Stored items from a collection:
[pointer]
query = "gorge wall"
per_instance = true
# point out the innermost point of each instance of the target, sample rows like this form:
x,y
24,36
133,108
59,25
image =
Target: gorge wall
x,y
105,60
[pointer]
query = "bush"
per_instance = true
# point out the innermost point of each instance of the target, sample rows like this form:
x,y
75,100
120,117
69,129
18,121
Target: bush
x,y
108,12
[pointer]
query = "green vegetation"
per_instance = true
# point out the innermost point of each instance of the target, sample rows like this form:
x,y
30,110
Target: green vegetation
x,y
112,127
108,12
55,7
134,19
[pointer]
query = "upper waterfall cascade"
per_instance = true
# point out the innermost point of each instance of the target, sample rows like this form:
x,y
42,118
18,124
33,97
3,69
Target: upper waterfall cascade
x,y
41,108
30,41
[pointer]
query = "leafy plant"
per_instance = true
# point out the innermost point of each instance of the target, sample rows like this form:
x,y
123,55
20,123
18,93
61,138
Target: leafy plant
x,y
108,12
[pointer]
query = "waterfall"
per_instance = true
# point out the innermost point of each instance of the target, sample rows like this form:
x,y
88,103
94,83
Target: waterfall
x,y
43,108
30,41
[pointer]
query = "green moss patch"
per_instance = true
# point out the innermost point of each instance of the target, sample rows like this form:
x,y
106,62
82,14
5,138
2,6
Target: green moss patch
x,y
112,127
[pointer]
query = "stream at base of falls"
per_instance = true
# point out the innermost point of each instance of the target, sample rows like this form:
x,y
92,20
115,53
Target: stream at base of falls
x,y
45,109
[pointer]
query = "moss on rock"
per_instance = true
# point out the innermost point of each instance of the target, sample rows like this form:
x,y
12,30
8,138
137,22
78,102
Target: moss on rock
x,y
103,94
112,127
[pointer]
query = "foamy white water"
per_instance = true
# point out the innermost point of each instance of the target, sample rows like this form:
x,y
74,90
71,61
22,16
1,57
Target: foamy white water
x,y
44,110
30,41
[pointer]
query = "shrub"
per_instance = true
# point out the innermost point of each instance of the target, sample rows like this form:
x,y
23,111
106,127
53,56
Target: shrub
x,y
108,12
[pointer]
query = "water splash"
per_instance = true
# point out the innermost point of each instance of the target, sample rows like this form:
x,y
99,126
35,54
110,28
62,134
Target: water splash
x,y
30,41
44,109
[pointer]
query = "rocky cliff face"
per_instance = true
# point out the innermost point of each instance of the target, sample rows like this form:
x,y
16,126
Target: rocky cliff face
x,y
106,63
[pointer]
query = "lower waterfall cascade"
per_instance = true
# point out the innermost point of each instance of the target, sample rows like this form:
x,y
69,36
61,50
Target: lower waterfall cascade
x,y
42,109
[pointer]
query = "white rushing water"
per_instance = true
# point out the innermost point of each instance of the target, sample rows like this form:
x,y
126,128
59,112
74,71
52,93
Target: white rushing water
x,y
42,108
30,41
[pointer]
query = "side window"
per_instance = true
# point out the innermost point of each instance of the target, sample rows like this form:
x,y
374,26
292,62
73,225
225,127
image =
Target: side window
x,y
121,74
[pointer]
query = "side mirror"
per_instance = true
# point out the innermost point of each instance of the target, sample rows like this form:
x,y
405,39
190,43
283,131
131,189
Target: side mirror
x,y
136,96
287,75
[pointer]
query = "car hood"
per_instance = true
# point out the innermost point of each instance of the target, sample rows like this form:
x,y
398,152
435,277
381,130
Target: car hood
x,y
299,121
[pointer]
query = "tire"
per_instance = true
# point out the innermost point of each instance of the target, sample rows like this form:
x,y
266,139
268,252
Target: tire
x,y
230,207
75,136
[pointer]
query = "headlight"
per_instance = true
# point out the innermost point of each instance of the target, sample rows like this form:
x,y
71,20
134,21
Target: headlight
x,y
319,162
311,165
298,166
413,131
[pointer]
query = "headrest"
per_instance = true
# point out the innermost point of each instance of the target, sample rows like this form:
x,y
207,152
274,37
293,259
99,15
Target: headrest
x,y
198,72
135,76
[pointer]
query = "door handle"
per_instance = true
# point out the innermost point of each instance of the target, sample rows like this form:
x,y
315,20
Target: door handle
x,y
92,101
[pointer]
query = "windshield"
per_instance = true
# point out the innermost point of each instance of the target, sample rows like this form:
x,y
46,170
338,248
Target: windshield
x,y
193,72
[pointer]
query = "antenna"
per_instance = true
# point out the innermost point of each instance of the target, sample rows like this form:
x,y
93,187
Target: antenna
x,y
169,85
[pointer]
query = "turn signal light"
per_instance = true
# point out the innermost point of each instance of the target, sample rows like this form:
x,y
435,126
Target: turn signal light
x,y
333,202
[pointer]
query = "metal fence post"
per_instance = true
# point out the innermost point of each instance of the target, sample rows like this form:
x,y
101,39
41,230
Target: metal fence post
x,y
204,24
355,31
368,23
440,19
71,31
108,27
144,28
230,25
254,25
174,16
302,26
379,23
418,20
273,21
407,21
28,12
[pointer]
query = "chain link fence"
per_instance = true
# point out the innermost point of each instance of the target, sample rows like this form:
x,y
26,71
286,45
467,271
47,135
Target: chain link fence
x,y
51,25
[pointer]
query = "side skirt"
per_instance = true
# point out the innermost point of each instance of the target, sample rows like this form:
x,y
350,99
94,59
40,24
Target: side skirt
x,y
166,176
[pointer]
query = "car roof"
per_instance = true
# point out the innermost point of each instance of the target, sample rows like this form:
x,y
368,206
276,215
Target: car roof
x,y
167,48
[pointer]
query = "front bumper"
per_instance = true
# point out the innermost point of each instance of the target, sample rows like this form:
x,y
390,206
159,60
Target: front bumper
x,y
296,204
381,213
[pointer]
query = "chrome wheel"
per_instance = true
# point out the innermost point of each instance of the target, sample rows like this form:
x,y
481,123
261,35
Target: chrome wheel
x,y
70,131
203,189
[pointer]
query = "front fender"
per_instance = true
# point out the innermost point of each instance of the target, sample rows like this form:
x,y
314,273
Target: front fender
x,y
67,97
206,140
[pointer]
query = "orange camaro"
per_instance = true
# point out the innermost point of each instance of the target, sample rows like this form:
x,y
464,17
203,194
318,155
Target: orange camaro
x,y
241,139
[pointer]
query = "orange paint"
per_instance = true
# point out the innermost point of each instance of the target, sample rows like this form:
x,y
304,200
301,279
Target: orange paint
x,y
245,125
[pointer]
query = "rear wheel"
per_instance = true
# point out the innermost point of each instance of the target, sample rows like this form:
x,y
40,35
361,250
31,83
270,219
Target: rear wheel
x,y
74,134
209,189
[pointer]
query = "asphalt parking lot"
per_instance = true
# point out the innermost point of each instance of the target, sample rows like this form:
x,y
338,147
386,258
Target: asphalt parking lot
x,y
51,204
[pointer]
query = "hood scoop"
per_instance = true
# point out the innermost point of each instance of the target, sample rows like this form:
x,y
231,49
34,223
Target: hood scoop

YOUR TASK:
Reproduce every record above exactly as it is written.

RESULT OF THIS EXERCISE:
[pointer]
query = "gorge wall"
per_instance = true
# point out the innermost point of each instance of the target, sample rows like this form:
x,y
24,36
133,108
59,25
image =
Target: gorge wall
x,y
105,60
[pointer]
query = "bush"
per_instance = true
# point out the innermost point of each instance of the target, sample rows like this form:
x,y
75,100
120,117
69,129
18,121
Target: bush
x,y
108,12
[pointer]
query = "green vegetation"
per_instance = true
# point out the innermost point of each instance of the target, sample rows like this form:
x,y
30,110
Target: green vegetation
x,y
112,127
108,12
55,7
134,19
[pointer]
query = "upper waterfall cascade"
per_instance = true
# point out the innermost point of each instance of the target, sample rows like this form:
x,y
42,118
18,124
33,97
3,69
Target: upper waterfall cascade
x,y
41,108
30,41
[pointer]
query = "leafy plant"
per_instance = true
# point out the innermost point of each instance of the target, sample rows like this form:
x,y
123,55
20,123
18,93
61,138
Target: leafy plant
x,y
108,12
[pointer]
query = "waterfall"
per_instance = true
# point out the innermost point of each instance of the target, sample rows like this form:
x,y
88,103
94,83
Target: waterfall
x,y
43,108
30,41
[pointer]
query = "green moss patch"
per_instance = true
# point out the innermost point of each instance of the target, sample rows like this form:
x,y
106,62
82,14
5,138
2,6
Target: green moss patch
x,y
112,127
[pointer]
query = "stream at base of falls"
per_instance = true
# point out the innermost point of each instance of the target, sample rows like this form:
x,y
92,20
115,53
Target: stream at base of falls
x,y
45,109
[pointer]
query = "moss on rock"
per_instance = true
# point out the innermost point of each instance of the target, sample rows like this form:
x,y
12,30
8,138
137,22
78,102
Target: moss on rock
x,y
103,94
112,127
[pointer]
query = "foamy white water"
per_instance = true
# point out the innermost point of each instance of the target, sample rows like this form:
x,y
74,90
71,61
22,16
1,57
Target: foamy white water
x,y
44,110
30,41
[pointer]
query = "shrub"
per_instance = true
# point out the innermost point of each instance of the target, sample rows like this form:
x,y
23,111
106,127
53,56
Target: shrub
x,y
108,12
[pointer]
query = "water splash"
per_instance = true
# point out the innermost point of each instance of the target, sample rows like this form:
x,y
99,126
35,54
110,28
62,134
Target: water splash
x,y
30,41
44,109
[pointer]
query = "rocky cliff face"
per_instance = true
# point out the innermost point of each instance of the target, sample rows like this form:
x,y
16,126
Target: rocky cliff face
x,y
106,63
[pointer]
query = "lower waterfall cascade"
per_instance = true
# point out the innermost point of each instance of the target, sample rows like this form:
x,y
69,36
61,50
Target: lower waterfall cascade
x,y
42,109
[pointer]
query = "white rushing water"
per_instance = true
# point out the innermost point of each instance of the target, sample rows like this form:
x,y
126,128
59,112
74,71
52,93
Target: white rushing water
x,y
42,108
30,41
[pointer]
query = "side window"
per_instance = true
# point out the innermost point of each instance of the target, sample rows like this form:
x,y
374,26
292,62
73,225
225,127
image =
Target: side window
x,y
121,74
[pointer]
query = "side mirror"
per_instance = true
# point out the innermost point of each instance of the target, sample rows like this form:
x,y
405,39
190,43
283,131
131,189
Target: side mirror
x,y
136,96
287,75
[pointer]
query = "car hood"
per_instance = true
# point out the innermost point of each instance of the target, sample rows like this form:
x,y
398,152
435,277
381,130
Target: car hood
x,y
299,121
[pointer]
query = "tire"
per_instance = true
# point out the innermost point of each instance of the target, sample rows like this form:
x,y
266,139
268,252
Target: tire
x,y
230,207
75,136
[pointer]
query = "headlight"
per_instance = true
# point out the innermost point of each instance of the target, sample rows like this form:
x,y
71,20
134,21
Target: headlight
x,y
319,162
311,165
298,166
413,131
[pointer]
query = "headrest"
per_instance = true
# point out the innermost point of each instance of the target, sample rows like this form:
x,y
207,152
274,37
293,259
99,15
Target: headrest
x,y
198,72
135,76
[pointer]
query = "door handle"
per_instance = true
# point out the innermost point of each instance of the target, sample rows like this form:
x,y
315,20
Target: door handle
x,y
92,101
[pointer]
query = "windshield"
per_instance = true
# point out the innermost point of each instance of the target, sample rows like this form:
x,y
46,170
338,248
Target: windshield
x,y
193,72
[pointer]
query = "antenna"
per_instance = true
# point out the innermost point of each instance of the target, sample rows like this form:
x,y
93,187
Target: antenna
x,y
169,85
[pointer]
query = "turn signal light"
per_instance = true
# point out the innermost point of each instance of the target, sample rows like this form:
x,y
435,126
Target: turn signal light
x,y
333,202
[pointer]
query = "metal fence post"
per_instance = true
# point out the innermost point of each instance of the target, sample rows like this form:
x,y
101,39
41,230
Target: metal fence post
x,y
204,24
355,31
368,23
440,19
71,31
108,27
144,28
230,25
254,25
174,16
302,26
379,23
418,20
273,21
407,21
28,12
[pointer]
query = "chain link fence"
per_instance = true
# point out the innermost point of each instance of the target, sample rows like this form:
x,y
26,71
286,45
467,271
47,135
Target: chain link fence
x,y
51,25
[pointer]
query = "side skirt"
per_instance = true
# point out the innermost point of each instance of the target, sample rows like this form:
x,y
350,99
94,59
40,24
Target: side skirt
x,y
166,176
[pointer]
query = "car roof"
per_instance = true
# point out the innermost point of each instance of the target, sample rows like this form:
x,y
368,206
276,215
Target: car roof
x,y
167,48
[pointer]
query = "front bumper"
per_instance = true
# point out the innermost point of each instance of the target, sample rows like this form:
x,y
390,206
159,60
Target: front bumper
x,y
296,204
381,213
[pointer]
query = "chrome wheel"
per_instance = true
# point out the innermost point of each instance of the target, sample rows like this form:
x,y
481,123
261,35
Target: chrome wheel
x,y
70,131
203,189
[pointer]
query = "front fender"
per_instance = true
# point out the innermost point of each instance of the target, sample rows like this form:
x,y
314,273
Target: front fender
x,y
67,97
206,140
[pointer]
query = "orange camaro"
per_instance = true
# point out the innermost point of each instance of the target, sample rows like this form:
x,y
464,17
203,194
318,155
Target: orange camaro
x,y
241,139
[pointer]
query = "orange paint"
per_instance = true
# point out the innermost point of each instance of the target, sample rows like this form:
x,y
304,200
301,279
Target: orange paint
x,y
245,125
[pointer]
query = "rear wheel"
per_instance = true
# point out the innermost point of each instance of the target, sample rows like this form:
x,y
40,35
361,250
31,83
270,219
Target: rear wheel
x,y
74,134
209,189
[pointer]
query = "asphalt parking lot"
per_instance = true
# point out the innermost point of each instance of the target, sample rows like this form:
x,y
338,147
386,258
Target: asphalt parking lot
x,y
51,204
[pointer]
query = "hood scoop"
per_instance = true
# point out the innermost point of each instance of the target, sample rows like this form:
x,y
231,49
34,223
Target: hood scoop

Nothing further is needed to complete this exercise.